| Brief |
Please print out the entries below unchanged and skip the images.
============
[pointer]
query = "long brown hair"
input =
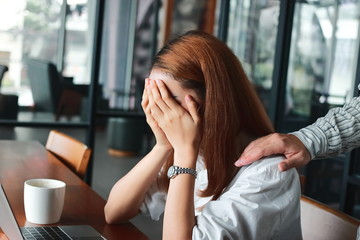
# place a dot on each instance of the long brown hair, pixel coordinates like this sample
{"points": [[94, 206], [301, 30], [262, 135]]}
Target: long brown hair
{"points": [[201, 62]]}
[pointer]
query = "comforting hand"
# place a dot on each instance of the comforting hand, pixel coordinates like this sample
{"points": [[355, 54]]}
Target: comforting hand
{"points": [[289, 145], [160, 137], [181, 127]]}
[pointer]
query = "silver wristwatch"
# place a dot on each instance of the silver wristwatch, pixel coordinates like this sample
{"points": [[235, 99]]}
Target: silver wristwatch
{"points": [[173, 171]]}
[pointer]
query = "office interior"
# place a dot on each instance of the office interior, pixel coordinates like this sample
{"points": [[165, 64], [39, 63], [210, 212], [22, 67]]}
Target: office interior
{"points": [[79, 66]]}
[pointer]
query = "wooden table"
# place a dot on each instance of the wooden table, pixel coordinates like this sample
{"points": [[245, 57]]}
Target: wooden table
{"points": [[20, 161]]}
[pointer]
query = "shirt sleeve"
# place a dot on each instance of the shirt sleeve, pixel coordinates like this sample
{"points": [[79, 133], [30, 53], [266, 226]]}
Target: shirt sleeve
{"points": [[338, 131], [260, 203]]}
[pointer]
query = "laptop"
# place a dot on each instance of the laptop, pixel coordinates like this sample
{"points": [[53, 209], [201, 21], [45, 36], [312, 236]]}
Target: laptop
{"points": [[11, 229]]}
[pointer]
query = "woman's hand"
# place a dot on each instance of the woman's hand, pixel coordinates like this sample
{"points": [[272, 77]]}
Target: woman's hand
{"points": [[181, 127], [160, 137]]}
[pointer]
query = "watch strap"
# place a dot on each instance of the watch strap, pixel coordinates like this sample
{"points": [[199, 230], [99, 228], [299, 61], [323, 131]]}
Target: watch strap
{"points": [[183, 170]]}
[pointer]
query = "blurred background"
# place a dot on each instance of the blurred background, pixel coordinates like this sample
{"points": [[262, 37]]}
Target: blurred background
{"points": [[80, 65]]}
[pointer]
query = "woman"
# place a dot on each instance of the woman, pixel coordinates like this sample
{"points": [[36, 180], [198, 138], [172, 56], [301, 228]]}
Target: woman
{"points": [[203, 111]]}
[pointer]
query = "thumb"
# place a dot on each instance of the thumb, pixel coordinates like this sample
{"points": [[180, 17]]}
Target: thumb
{"points": [[286, 164]]}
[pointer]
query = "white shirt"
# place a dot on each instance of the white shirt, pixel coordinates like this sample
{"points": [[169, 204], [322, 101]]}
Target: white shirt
{"points": [[260, 203]]}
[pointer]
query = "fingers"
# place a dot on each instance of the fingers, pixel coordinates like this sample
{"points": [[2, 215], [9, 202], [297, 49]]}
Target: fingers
{"points": [[285, 165], [160, 94], [165, 96], [193, 108], [153, 107], [255, 150]]}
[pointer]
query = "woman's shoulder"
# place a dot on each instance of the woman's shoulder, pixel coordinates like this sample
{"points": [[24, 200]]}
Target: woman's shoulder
{"points": [[267, 167]]}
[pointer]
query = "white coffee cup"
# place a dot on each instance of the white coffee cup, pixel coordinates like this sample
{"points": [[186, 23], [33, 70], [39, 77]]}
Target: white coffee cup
============
| Result of the task |
[pointer]
query = "long brown hair"
input =
# place a dot on each instance of the long brown hair, pixel coordinates like this sample
{"points": [[94, 206], [301, 30], [262, 135]]}
Target: long brown hair
{"points": [[201, 62]]}
[pointer]
query = "comforting hand"
# place a dot on each instance of the comforting hand, pixel coordinates like this sample
{"points": [[355, 54]]}
Target: comforting hand
{"points": [[289, 145], [160, 137], [181, 127]]}
[pointer]
query = "silver wristwatch"
# place a dot on each instance of the silver wristwatch, pixel coordinates like this sample
{"points": [[235, 99]]}
Target: silver wristwatch
{"points": [[173, 171]]}
[pointer]
query = "office interior"
# place a dot on each instance of the office interior, pixel coordinates like this sample
{"points": [[165, 64], [39, 63], [210, 212], [22, 67]]}
Target: office interior
{"points": [[79, 66]]}
[pointer]
query = "wooden table"
# place a dot on each instance of the wooden table, pixel coordinates like this sample
{"points": [[245, 57]]}
Target: wooden table
{"points": [[20, 161]]}
[pointer]
query = "shirt sleeve"
# place a dot on each instance of the shirt sleeve, pixel coordinates like this sample
{"points": [[79, 133], [30, 53], [266, 226]]}
Target: shirt sleeve
{"points": [[338, 131], [260, 203]]}
[pointer]
query = "laptop"
# place a dot on each instance of the laptop, pixel coordinates like this sample
{"points": [[53, 209], [201, 21], [45, 36], [312, 236]]}
Target: laptop
{"points": [[11, 229]]}
[pointer]
query = "woman's hand"
# place a dot on each instance of the woman's hand, pixel coordinates like this sample
{"points": [[272, 77]]}
Target: woman's hand
{"points": [[181, 127], [160, 137]]}
[pointer]
query = "watch strap"
# place a dot on each instance of the watch strap, pixel coordinates like this sample
{"points": [[199, 230], [99, 228], [299, 61], [323, 131]]}
Target: watch strap
{"points": [[183, 170]]}
[pointer]
query = "blurred background"
# place a dot on each instance of the blurred background, pixel coordinates like this sample
{"points": [[262, 37]]}
Target: blurred background
{"points": [[80, 65]]}
[pointer]
query = "woman"
# place a dot on each instance of the woman, pixel coordinates like this sample
{"points": [[36, 180], [198, 138], [172, 56], [301, 228]]}
Target: woman
{"points": [[203, 111]]}
[pointer]
query = "thumb"
# place a dot on each instance of the thumb, pixel coordinates like this sample
{"points": [[180, 17]]}
Target: thumb
{"points": [[286, 164]]}
[pointer]
query = "white shirt"
# place a dot on each instance of the white shirt, pixel coordinates like this sample
{"points": [[169, 204], [322, 101]]}
Target: white shirt
{"points": [[260, 203]]}
[pointer]
query = "fingers"
# place a dot on each instance of the fingers, pixel coordinates like this sample
{"points": [[2, 215], [9, 202], [297, 49]]}
Target: fingers
{"points": [[285, 165], [160, 94], [165, 96], [193, 108], [153, 107], [255, 150]]}
[pointer]
query = "woman's shoulder"
# place a dot on each instance of the woman's shoulder, pixel coordinates like this sample
{"points": [[24, 200]]}
Target: woman's shoulder
{"points": [[267, 167]]}
[pointer]
query = "white coffee cup"
# place a dot on each instance of the white coffee cup, pixel coordinates like this sample
{"points": [[186, 23], [33, 70], [39, 77]]}
Target: white coffee cup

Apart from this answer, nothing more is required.